**TEXT PROVIDED**
+++

Maria: Who cares? General equilibrium seems pure illusion to me. It's hard to imagine even a single market in equilibrium. General equilibrium is unrealistic to the point of being absurd.
McCloskey: It's not. Even if you cannot imagine a system of markets in general equilibrium, the idea of general equilibrium is very important.
Ziliak: I love G.E. theory. It's like architecture; I like to play with alternative specifications of its structure. But at the same time I sympathize with Maria. G.E. theory sounds in its abstract reaches like an existential play by Ionescu, or a game of golf with Rube Goldberg. The wizard behind the curtain is not as clever as he needs to be.
Paul: Huh-what's Rube Goldberg?
Ziliak: Reuben "Rube" Goldberg (1883-1970) was an engineer-turned-cartoonist, who gained world fame (and a Pulitzer Prize) for making sarcastic cartoons. He depicted exceedingly complex physical relations designed to achieve something trivial or impossible (depending on your perspective). Here, for example, is Goldberg's idea on "how to tee up a golf ball without bending over":
But general equilibrium does not have to be so fanciful, as Edgeworth proved last century using realistic examples in box diagrams (we call them now "Edgeworth boxes").

+++

**ITEMS**
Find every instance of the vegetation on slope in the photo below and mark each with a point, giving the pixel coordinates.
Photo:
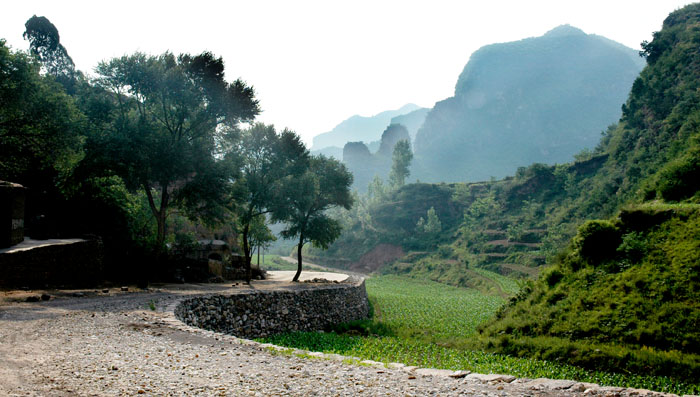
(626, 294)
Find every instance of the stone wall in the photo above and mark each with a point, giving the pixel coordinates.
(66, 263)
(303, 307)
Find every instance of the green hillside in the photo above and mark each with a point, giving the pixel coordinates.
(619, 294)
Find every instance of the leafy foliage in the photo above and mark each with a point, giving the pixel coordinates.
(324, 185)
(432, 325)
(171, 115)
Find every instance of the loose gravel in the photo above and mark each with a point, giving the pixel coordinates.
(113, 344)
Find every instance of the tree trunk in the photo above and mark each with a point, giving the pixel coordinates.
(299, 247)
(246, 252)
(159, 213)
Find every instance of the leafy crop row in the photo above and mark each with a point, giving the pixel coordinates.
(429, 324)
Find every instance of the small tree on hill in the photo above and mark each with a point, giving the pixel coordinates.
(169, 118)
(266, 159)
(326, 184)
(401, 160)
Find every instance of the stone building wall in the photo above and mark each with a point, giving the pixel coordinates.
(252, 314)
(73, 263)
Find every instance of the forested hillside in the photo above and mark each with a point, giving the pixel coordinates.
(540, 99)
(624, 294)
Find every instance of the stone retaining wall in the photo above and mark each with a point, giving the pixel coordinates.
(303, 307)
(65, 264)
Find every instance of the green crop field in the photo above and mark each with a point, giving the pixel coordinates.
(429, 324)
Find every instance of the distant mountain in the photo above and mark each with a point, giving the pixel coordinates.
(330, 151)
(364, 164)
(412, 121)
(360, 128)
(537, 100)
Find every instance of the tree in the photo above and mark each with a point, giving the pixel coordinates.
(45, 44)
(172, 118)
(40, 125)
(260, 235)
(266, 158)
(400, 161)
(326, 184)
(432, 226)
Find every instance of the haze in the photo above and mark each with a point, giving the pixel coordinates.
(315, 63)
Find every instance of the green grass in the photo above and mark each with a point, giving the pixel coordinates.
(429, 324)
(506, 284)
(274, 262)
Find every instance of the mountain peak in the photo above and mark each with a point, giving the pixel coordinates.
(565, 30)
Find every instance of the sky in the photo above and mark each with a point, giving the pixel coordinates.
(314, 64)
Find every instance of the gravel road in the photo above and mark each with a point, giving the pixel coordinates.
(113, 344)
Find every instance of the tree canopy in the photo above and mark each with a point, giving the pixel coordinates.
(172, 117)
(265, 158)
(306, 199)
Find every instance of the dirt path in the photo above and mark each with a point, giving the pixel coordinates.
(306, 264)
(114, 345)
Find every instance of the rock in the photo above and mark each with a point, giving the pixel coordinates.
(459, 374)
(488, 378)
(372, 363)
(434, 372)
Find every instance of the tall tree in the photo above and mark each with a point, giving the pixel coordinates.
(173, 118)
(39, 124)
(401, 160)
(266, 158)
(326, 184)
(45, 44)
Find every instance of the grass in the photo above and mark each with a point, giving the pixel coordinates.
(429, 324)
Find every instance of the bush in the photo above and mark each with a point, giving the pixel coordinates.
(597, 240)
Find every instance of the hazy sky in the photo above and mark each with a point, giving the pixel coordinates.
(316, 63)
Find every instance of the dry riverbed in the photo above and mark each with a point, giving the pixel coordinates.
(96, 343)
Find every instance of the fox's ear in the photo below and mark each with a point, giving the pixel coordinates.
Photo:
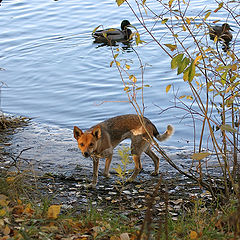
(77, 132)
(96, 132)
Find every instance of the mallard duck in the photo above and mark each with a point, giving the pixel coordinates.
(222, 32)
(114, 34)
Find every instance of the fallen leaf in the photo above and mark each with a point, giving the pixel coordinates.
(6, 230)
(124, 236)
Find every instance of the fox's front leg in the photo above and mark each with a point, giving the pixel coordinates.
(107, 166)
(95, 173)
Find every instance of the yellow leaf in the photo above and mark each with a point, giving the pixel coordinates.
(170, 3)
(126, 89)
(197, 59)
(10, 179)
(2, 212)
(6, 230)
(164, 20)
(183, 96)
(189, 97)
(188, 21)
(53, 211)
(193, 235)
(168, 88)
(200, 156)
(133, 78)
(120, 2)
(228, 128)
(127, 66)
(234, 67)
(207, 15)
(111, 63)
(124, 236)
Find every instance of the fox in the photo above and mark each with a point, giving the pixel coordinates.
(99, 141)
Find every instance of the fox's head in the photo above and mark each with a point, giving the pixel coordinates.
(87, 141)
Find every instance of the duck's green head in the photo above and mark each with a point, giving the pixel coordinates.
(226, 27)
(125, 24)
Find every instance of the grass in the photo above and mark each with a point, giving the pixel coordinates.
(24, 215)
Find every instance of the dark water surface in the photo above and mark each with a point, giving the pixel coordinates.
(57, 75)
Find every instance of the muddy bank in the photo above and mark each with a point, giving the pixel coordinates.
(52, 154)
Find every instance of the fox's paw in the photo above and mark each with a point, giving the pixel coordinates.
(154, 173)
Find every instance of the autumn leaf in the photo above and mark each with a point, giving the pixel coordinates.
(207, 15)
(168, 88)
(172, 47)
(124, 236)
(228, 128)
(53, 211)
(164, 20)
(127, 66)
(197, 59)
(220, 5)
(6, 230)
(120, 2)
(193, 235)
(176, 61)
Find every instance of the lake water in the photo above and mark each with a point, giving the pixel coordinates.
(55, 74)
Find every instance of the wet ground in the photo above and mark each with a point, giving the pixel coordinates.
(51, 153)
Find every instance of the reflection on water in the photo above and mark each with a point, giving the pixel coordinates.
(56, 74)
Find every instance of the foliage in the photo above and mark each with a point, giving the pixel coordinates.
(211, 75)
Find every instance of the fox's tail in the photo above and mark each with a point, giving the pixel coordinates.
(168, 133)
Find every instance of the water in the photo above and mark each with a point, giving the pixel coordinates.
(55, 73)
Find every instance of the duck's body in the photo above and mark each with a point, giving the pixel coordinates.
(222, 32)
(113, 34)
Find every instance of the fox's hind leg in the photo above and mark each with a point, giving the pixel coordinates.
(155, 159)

+++

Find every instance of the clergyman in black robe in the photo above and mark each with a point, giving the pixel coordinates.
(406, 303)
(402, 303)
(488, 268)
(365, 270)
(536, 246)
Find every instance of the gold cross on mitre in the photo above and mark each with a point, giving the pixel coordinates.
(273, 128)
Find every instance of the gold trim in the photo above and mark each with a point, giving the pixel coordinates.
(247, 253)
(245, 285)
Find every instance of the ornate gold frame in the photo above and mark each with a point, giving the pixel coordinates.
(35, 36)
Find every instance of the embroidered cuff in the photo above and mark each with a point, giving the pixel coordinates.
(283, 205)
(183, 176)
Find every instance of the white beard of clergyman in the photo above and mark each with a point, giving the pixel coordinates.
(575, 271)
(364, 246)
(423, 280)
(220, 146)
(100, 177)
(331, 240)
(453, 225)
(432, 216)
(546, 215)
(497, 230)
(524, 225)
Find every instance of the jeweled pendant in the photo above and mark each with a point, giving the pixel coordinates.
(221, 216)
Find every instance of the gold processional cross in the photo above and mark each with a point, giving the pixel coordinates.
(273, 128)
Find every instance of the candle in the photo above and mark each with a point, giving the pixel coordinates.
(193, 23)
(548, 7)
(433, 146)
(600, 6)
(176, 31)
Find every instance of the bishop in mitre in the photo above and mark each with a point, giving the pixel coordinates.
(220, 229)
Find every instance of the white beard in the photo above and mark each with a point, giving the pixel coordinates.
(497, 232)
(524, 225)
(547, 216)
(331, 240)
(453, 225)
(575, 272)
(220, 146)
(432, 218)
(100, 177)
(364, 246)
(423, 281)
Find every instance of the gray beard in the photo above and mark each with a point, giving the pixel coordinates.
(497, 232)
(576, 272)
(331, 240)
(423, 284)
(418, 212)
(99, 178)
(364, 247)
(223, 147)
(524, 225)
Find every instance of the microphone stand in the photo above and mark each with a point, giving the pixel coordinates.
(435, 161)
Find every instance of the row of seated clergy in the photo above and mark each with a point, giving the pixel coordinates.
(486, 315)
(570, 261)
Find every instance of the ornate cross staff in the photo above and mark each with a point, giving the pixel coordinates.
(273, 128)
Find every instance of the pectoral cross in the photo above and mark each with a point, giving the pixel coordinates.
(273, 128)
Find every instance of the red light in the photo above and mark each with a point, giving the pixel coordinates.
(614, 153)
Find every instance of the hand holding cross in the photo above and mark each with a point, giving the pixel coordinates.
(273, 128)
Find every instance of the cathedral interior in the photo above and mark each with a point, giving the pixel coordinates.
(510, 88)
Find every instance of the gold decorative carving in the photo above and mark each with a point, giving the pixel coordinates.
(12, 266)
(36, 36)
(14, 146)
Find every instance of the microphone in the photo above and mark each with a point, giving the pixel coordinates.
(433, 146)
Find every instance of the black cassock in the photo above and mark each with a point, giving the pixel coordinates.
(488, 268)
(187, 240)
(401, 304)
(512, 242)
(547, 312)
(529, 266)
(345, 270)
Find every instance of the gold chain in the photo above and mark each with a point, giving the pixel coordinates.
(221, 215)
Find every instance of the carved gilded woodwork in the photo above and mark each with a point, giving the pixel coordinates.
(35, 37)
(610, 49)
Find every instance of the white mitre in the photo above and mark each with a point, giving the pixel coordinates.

+++

**INSTRUCTION**
Please reproduce the dialogue about general equilibrium at the top of the page, word for word and in full.

**RESULT FOR THIS EXERCISE**
Maria: Who cares? General equilibrium seems pure illusion to me. It's hard to imagine even a single market in equilibrium. General equilibrium is unrealistic to the point of being absurd.
McCloskey: It's not. Even if you cannot imagine a system of markets in general equilibrium, the idea of general equilibrium is very important.
Ziliak: I love G.E. theory. It's like architecture; I like to play with alternative specifications of its structure. But at the same time I sympathize with Maria. G.E. theory sounds in its abstract reaches like an existential play by Ionescu, or a game of golf with Rube Goldberg. The wizard behind the curtain is not as clever as he needs to be.
Paul: Huh-what's Rube Goldberg?
Ziliak: Reuben "Rube" Goldberg (1883-1970) was an engineer-turned-cartoonist, who gained world fame (and a Pulitzer Prize) for making sarcastic cartoons. He depicted exceedingly complex physical relations designed to achieve something trivial or impossible (depending on your perspective). Here, for example, is Goldberg's idea on "how to tee up a golf ball without bending over":
But general equilibrium does not have to be so fanciful, as Edgeworth proved last century using realistic examples in box diagrams (we call them now "Edgeworth boxes").